__Text block__
The second flaw in Ioannidis’ paper was a conceptual one. It came from not considering the magnitude of reviews that are not redundant because they are updates, or done at time points that make them de facto updates. A trial report is forever: a systematic review is ephemeral, and except for the unusual case when a case is truly closed, it needs to be done again. That’s not to say there isn’t a lot of waste and redundancy. But you can’t begin to grapple reasonably with that concept without taking into account systematic reviews’ on average 5-to-6 year use-by date.
The second zombie statistic that bugged me this month lurched across the screen at a (very wonderful) meta-research and open science conference I participated in (AIMOS 2019). It was the hyped-up claim about the effects of badges for data sharing that I’ve taken swipes* at. Sigh!
Once a number proves to be ideally suited to an advocacy position, regardless of how often debunking should shatter it, it can march on, undead. It raises uncomfortable questions about why this happens, even when the cause is trying to improve science practice. Cheryl Doss writes:
Using unsubstantiated data for advocacy is counterproductive. Advocates lose credibility by making claims that are inaccurate and slow down progress towards achieving their goals because without credible data, they also can’t measure changes.
When you are being led astray by an illusion of sound data, you can never be sure you are on the right path, can you? Just because a dramatic zombie statistic draws attention in a good cause, doesn’t excuse its falseness.
* My posts on the open badges zombie statistic (updating evidence on this is on my to do list):
What’s Open, What’s Data? What’s Proof, What’s Spin?
And this post discusses what we know about resisting confirmation bias and its cousins. More on confirmation bias and evidence assessment at The Catalog of Bias.
Open data along with explanation of data sources for the analyses of the number of trials and systematic reviews online here.
The cartoons are my own (CC BY-NC-ND license). (More cartoons at Statistically Funny and on Tumblr.)
Is there maybe a third flaw, which you hint at early on, if the % of good reviews is 100 minus the total of the other categories? Isn’t it possible (indeed, likely) that a “redundant and unnecessary” study is also based on “abandoned and misleading genetics”, for example? Or did the methodology involve going round each reason in turn?
Oh yes, it sure does. And a redundant and unnecessary review could also be flawed beyond repair. The whole thing doesn’t add up.
Thank you very much for this post. The derivation you criticize represents a pattern of highly speculative numbers compounded into zombie statistics quoted from Ioannidis’s writings, going back at least to his 2005 PLOS Med article; e.g., see Goodman & Greenland’s comment of which PLOS would only publish a brief redaction, and Jager & Leek’s analysis (which has 6 comments and a rejoinder following it).
As Nick pointed out, even if one accepted Ioannidis’s estimates for the categories (which we don’t), we did not see where he accounted for category overlap was correctly accounted for in the final estimate, and over all the categories that overlap could be extensive. Failure to account for overlap would thus be another factor driving the already wildly-speculative estimate down so low.

__Your task__
Quote everything in the zombie statistics post from "Is there maybe" down to "rejoinder following it).". Work from the zombie statistics post alone.

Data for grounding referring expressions
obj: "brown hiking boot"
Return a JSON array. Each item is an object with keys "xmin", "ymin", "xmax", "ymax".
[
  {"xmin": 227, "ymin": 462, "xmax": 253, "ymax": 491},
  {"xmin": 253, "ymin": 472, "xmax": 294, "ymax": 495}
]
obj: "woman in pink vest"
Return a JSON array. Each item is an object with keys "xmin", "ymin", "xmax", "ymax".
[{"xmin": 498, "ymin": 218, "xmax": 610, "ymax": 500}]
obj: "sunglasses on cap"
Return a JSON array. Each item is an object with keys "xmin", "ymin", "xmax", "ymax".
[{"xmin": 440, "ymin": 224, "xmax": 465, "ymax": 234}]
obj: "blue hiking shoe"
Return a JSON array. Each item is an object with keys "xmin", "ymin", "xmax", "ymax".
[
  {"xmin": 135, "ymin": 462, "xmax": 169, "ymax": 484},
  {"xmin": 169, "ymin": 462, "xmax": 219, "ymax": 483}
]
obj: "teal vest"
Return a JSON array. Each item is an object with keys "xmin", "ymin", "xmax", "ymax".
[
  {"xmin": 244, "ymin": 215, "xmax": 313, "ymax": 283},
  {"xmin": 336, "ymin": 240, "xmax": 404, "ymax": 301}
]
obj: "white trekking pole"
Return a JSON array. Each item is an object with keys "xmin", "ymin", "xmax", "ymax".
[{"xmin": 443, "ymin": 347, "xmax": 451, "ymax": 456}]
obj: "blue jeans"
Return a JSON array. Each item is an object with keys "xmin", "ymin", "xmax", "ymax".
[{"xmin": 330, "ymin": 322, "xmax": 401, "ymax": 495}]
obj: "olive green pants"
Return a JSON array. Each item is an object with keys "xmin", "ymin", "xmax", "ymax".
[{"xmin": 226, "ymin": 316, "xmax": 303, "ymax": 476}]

__Result__
Is there maybe a third flaw, which you hint at early on, if the % of good reviews is 100 minus the total of the other categories? Isn’t it possible (indeed, likely) that a “redundant and unnecessary” study is also based on “abandoned and misleading genetics”, for example? Or did the methodology involve going round each reason in turn?
Oh yes, it sure does. And a redundant and unnecessary review could also be flawed beyond repair. The whole thing doesn’t add up.
Thank you very much for this post. The derivation you criticize represents a pattern of highly speculative numbers compounded into zombie statistics quoted from Ioannidis’s writings, going back at least to his 2005 PLOS Med article; e.g., see Goodman & Greenland’s comment of which PLOS would only publish a brief redaction, and Jager & Leek’s analysis (which has 6 comments and a rejoinder following it).